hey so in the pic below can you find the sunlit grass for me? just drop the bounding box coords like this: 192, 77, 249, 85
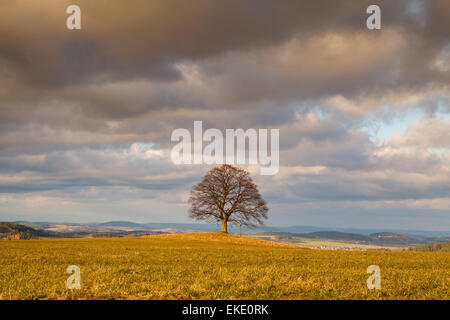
0, 233, 448, 299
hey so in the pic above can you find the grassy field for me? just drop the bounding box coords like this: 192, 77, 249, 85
0, 233, 449, 300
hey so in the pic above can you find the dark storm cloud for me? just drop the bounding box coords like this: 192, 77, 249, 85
0, 0, 383, 86
0, 0, 449, 227
0, 0, 447, 144
0, 0, 448, 88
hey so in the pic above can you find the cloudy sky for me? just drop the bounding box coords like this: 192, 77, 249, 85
0, 0, 449, 230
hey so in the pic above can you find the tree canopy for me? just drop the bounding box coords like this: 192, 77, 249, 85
188, 164, 268, 233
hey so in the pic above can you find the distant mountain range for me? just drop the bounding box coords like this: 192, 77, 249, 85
70, 221, 450, 237
3, 220, 449, 242
2, 221, 449, 248
257, 225, 450, 238
2, 221, 164, 239
255, 231, 449, 247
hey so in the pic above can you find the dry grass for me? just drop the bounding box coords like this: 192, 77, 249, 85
0, 232, 449, 300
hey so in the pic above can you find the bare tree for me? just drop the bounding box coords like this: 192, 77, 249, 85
188, 164, 268, 233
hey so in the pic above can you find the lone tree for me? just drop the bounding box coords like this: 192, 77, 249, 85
188, 164, 268, 233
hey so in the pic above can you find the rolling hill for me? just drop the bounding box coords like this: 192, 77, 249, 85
0, 221, 164, 239
4, 221, 450, 249
252, 231, 450, 249
0, 222, 50, 240
12, 220, 450, 237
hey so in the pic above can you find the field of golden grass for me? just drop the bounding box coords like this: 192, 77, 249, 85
0, 232, 449, 300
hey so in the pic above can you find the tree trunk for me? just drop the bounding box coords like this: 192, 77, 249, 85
221, 218, 228, 233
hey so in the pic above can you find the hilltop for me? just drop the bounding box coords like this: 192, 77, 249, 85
0, 222, 49, 240
148, 232, 297, 248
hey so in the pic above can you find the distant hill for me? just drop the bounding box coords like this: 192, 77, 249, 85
300, 231, 370, 241
368, 232, 415, 245
369, 232, 409, 239
255, 230, 450, 248
97, 221, 149, 229
411, 242, 450, 252
0, 222, 49, 240
3, 221, 168, 239
268, 225, 450, 238
5, 221, 450, 247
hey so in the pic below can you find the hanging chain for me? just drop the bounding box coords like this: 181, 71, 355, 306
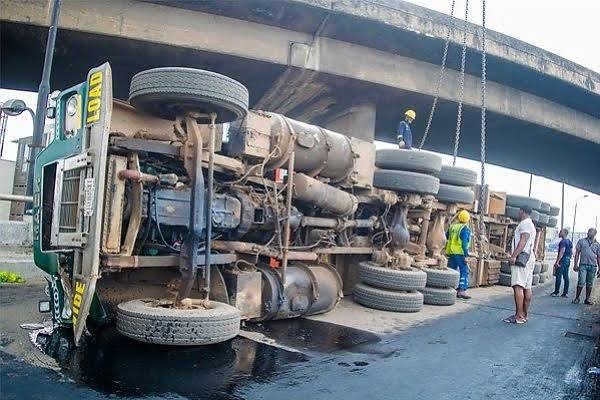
419, 0, 456, 150
452, 0, 469, 165
478, 0, 487, 236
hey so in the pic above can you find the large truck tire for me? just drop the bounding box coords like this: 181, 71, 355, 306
129, 67, 249, 122
538, 213, 550, 225
358, 262, 427, 291
423, 267, 460, 289
548, 217, 558, 228
538, 202, 551, 213
374, 169, 440, 195
375, 149, 442, 174
353, 283, 424, 313
506, 195, 542, 211
437, 165, 477, 187
116, 299, 241, 346
419, 286, 456, 306
504, 206, 520, 220
507, 206, 540, 222
549, 206, 560, 217
436, 184, 475, 204
498, 272, 512, 287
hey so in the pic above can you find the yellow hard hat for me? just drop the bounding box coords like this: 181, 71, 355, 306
457, 210, 470, 223
405, 109, 416, 120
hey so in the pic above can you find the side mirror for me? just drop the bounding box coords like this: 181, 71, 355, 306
46, 107, 56, 119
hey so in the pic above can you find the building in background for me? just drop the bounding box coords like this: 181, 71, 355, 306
9, 136, 31, 221
0, 159, 16, 221
8, 123, 53, 221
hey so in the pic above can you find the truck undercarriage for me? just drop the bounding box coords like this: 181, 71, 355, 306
33, 63, 556, 347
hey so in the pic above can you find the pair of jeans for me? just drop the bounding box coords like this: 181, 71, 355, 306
448, 255, 469, 290
553, 256, 570, 295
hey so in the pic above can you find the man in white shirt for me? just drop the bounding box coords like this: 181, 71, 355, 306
503, 205, 537, 324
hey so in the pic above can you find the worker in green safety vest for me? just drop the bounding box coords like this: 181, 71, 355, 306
446, 210, 472, 299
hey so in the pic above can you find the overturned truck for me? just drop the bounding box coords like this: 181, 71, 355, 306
38, 64, 450, 345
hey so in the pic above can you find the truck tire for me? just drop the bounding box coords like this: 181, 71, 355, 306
436, 184, 475, 204
437, 165, 477, 186
549, 206, 560, 217
374, 169, 440, 195
375, 149, 442, 174
548, 217, 558, 228
116, 299, 241, 346
353, 283, 424, 313
506, 195, 542, 211
505, 206, 519, 220
538, 213, 549, 225
358, 262, 427, 291
538, 202, 551, 213
500, 262, 512, 274
423, 267, 460, 289
129, 67, 249, 123
419, 286, 456, 306
531, 210, 541, 223
532, 273, 540, 286
499, 272, 512, 286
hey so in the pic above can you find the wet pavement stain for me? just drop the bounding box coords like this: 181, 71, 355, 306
31, 326, 308, 400
246, 318, 380, 353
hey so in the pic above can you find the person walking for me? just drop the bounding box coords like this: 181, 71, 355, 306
446, 210, 472, 299
503, 205, 537, 324
397, 109, 416, 149
551, 228, 572, 297
572, 228, 600, 305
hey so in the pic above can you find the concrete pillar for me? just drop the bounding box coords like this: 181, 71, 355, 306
325, 103, 376, 143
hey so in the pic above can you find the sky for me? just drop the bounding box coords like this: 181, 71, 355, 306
0, 0, 598, 233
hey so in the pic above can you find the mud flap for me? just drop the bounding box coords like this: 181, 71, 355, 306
72, 63, 113, 345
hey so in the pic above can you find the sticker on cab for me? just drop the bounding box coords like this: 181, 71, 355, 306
83, 178, 95, 217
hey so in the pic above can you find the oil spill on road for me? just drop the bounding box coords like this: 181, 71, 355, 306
246, 318, 380, 353
31, 327, 307, 400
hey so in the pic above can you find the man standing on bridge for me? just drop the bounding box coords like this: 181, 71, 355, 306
446, 210, 472, 299
397, 109, 416, 149
572, 228, 600, 305
551, 228, 572, 297
504, 205, 536, 324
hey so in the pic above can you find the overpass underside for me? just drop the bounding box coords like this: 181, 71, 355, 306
1, 4, 599, 193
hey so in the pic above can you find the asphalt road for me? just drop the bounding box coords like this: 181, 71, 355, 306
1, 274, 599, 400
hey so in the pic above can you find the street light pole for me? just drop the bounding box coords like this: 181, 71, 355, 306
25, 0, 62, 207
571, 194, 589, 242
560, 183, 565, 230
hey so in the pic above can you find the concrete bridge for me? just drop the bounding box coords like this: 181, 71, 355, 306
2, 0, 599, 193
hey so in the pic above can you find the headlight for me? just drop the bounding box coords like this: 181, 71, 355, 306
66, 95, 78, 116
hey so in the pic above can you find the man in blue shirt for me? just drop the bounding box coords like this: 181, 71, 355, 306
397, 109, 416, 149
551, 228, 572, 297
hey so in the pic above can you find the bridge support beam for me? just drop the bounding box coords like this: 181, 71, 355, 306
325, 103, 377, 143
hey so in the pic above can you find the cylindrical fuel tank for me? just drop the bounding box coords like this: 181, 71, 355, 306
254, 263, 342, 321
265, 113, 354, 181
293, 173, 358, 216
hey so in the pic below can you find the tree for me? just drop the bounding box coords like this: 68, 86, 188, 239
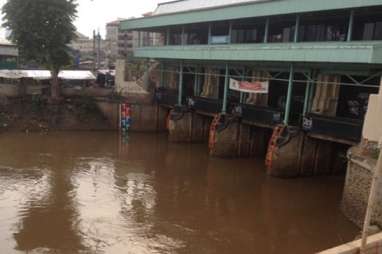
2, 0, 77, 100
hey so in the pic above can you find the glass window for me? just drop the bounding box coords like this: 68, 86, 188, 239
268, 16, 295, 43
184, 24, 209, 45
169, 27, 182, 45
210, 22, 230, 44
231, 18, 265, 43
298, 11, 348, 42
353, 7, 382, 41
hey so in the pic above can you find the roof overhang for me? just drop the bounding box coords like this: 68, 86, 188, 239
131, 42, 382, 65
121, 0, 382, 30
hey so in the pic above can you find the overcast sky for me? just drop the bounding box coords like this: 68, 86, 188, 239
0, 0, 162, 39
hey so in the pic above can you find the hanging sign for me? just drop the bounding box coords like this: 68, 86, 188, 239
229, 78, 269, 94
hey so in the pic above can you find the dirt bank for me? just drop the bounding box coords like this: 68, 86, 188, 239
0, 96, 114, 132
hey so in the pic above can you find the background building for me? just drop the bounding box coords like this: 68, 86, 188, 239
0, 39, 18, 69
69, 31, 106, 69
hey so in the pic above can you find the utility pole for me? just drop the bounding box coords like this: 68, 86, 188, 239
93, 30, 96, 72
97, 31, 101, 70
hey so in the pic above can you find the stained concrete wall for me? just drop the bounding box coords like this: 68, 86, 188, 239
266, 127, 348, 177
0, 83, 48, 97
342, 148, 382, 228
342, 77, 382, 228
168, 110, 211, 143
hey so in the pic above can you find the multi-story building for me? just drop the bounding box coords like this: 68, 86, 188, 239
69, 31, 106, 69
69, 32, 94, 54
106, 19, 137, 61
0, 39, 18, 69
121, 0, 382, 177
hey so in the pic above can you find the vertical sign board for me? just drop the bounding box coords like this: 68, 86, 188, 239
120, 103, 131, 135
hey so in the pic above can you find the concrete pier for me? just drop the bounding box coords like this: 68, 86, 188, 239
266, 125, 348, 177
168, 109, 211, 143
209, 117, 268, 158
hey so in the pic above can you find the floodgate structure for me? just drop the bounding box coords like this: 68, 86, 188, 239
121, 0, 382, 179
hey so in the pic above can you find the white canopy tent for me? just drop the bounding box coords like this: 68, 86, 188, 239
0, 70, 96, 81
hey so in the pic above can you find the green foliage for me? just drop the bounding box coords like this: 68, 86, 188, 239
2, 0, 77, 73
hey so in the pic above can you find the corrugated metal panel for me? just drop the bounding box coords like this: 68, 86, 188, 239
121, 0, 382, 30
154, 0, 271, 15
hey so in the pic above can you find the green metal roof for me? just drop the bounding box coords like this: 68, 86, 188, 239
132, 41, 382, 65
120, 0, 382, 30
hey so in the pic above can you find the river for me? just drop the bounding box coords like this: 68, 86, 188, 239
0, 132, 357, 254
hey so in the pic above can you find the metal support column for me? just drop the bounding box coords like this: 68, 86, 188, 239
166, 28, 170, 45
347, 10, 355, 42
303, 70, 313, 116
294, 15, 300, 43
284, 65, 294, 125
240, 70, 245, 103
194, 67, 199, 96
178, 62, 184, 106
222, 64, 230, 114
141, 60, 150, 91
159, 63, 164, 88
308, 74, 316, 113
208, 24, 212, 45
228, 22, 233, 44
181, 26, 185, 45
264, 17, 270, 43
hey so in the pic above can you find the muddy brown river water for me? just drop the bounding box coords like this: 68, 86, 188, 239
0, 132, 358, 254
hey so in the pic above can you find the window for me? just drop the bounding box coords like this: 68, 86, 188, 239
299, 11, 348, 42
210, 22, 230, 44
184, 24, 208, 45
268, 16, 295, 43
353, 7, 382, 41
169, 27, 182, 45
231, 18, 265, 43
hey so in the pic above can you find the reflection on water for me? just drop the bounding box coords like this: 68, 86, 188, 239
0, 132, 357, 254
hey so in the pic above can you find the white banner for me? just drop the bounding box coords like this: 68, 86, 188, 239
230, 78, 269, 94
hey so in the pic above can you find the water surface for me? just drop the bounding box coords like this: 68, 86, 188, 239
0, 132, 357, 253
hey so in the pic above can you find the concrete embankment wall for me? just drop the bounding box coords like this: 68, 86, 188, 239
319, 232, 382, 254
341, 79, 382, 229
342, 147, 382, 228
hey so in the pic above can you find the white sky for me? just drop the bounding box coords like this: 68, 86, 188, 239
0, 0, 162, 39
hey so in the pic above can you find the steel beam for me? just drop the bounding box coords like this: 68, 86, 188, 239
303, 70, 313, 116
347, 10, 355, 42
178, 62, 184, 105
264, 17, 270, 43
222, 64, 230, 114
284, 64, 294, 125
294, 15, 300, 43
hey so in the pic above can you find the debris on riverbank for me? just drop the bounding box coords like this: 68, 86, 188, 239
0, 96, 113, 133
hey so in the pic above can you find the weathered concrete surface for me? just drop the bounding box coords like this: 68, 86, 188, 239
210, 120, 240, 157
168, 110, 212, 143
247, 126, 271, 158
342, 146, 382, 228
130, 103, 167, 132
191, 113, 211, 143
267, 127, 347, 177
266, 128, 303, 177
0, 83, 49, 97
96, 100, 120, 130
168, 110, 193, 142
319, 232, 382, 254
96, 100, 167, 132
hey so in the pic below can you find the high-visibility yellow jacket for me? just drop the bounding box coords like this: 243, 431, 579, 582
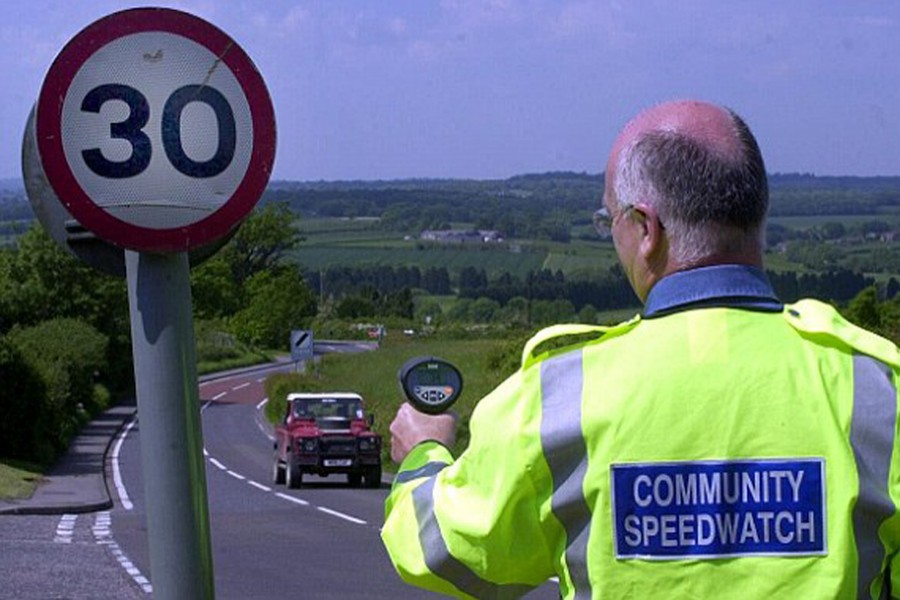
382, 273, 900, 599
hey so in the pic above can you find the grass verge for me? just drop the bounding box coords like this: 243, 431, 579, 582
0, 460, 43, 500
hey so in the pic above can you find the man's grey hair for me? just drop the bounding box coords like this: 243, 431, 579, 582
613, 110, 768, 265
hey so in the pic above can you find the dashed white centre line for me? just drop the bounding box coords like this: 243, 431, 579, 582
248, 480, 271, 492
213, 391, 228, 400
317, 506, 368, 525
209, 458, 227, 470
275, 492, 309, 506
226, 470, 246, 481
233, 382, 251, 391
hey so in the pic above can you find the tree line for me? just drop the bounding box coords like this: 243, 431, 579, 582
303, 262, 897, 327
262, 172, 900, 238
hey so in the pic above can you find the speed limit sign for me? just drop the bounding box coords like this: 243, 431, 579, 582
35, 8, 275, 253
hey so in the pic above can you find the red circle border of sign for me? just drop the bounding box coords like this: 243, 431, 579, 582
36, 8, 276, 253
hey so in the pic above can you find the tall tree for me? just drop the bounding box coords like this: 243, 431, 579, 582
192, 202, 301, 318
230, 266, 317, 348
222, 202, 301, 286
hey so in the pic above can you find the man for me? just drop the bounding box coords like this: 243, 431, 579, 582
381, 100, 900, 599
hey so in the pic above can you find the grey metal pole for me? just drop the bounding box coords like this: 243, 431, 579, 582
125, 250, 215, 600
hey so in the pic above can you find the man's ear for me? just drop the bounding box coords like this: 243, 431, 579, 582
633, 203, 665, 261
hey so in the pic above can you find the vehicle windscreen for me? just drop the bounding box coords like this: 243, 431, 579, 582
291, 398, 363, 428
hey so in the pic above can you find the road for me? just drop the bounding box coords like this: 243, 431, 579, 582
0, 349, 560, 599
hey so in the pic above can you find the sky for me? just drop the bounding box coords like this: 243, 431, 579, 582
2, 0, 900, 181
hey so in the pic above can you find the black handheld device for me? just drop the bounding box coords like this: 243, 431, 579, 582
398, 356, 463, 415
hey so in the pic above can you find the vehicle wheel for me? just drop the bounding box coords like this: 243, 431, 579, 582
347, 473, 362, 487
286, 461, 302, 489
272, 456, 285, 485
364, 465, 382, 488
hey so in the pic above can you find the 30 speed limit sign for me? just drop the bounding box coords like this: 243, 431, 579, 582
36, 8, 275, 253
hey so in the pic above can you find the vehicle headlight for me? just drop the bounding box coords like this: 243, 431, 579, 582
359, 437, 380, 451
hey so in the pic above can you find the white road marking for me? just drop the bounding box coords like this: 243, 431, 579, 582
111, 417, 138, 511
54, 514, 78, 544
317, 506, 367, 525
275, 492, 309, 506
209, 457, 227, 470
226, 470, 246, 481
255, 398, 275, 441
213, 391, 228, 400
233, 382, 251, 391
248, 480, 271, 492
93, 511, 152, 594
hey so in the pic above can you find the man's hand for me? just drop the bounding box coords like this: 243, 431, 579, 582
389, 402, 457, 463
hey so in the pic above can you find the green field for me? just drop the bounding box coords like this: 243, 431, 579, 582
291, 217, 625, 280
291, 241, 549, 279
768, 213, 900, 229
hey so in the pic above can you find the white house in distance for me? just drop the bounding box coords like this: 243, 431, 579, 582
419, 229, 504, 244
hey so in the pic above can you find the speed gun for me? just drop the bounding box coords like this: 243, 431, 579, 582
398, 356, 463, 415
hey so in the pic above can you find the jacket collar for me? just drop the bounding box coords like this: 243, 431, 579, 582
643, 264, 783, 318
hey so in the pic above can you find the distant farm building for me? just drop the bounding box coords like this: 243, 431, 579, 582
420, 229, 504, 244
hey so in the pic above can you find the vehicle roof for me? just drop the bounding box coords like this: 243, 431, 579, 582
286, 392, 364, 401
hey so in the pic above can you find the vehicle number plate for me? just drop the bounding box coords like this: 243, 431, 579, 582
324, 459, 352, 467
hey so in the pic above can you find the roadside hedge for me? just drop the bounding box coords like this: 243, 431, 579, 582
0, 336, 50, 463
4, 318, 109, 462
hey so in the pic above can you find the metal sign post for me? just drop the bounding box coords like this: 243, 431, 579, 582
125, 250, 213, 598
29, 8, 276, 599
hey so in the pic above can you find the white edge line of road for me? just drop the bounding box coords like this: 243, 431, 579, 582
112, 417, 138, 511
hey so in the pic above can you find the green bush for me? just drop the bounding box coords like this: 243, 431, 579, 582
195, 320, 244, 363
7, 319, 108, 455
0, 336, 53, 463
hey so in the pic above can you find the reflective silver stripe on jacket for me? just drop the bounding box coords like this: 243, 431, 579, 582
412, 476, 537, 599
395, 461, 449, 484
540, 349, 592, 599
851, 354, 898, 599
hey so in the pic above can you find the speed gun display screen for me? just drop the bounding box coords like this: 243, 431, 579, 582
399, 357, 463, 415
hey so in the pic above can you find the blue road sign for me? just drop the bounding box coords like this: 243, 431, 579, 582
290, 330, 314, 362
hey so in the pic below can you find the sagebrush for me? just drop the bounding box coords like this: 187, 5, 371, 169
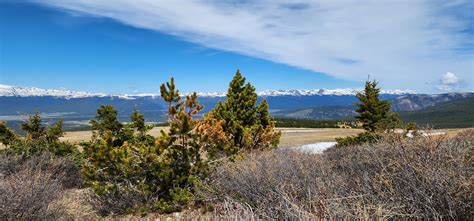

------------------------------

### WHAT THE TASK REQUIRES
The line with "speed gun display" and each line after it, through the final line of the data, are to be duplicated exactly, with pictures left out and nothing more included.

### TASK RESPONSE
hey so in the pic above can you find the speed gun display screen for me? just drop the bounding box coords like this: 243, 431, 579, 582
399, 357, 463, 415
hey so in the pic above can you find the blue road sign for me? just drop the bounding box coords like this: 243, 431, 579, 582
290, 330, 314, 362
hey so in the pic below can you find the sagebrush for me? just drop the bounding box coords like this: 187, 5, 371, 169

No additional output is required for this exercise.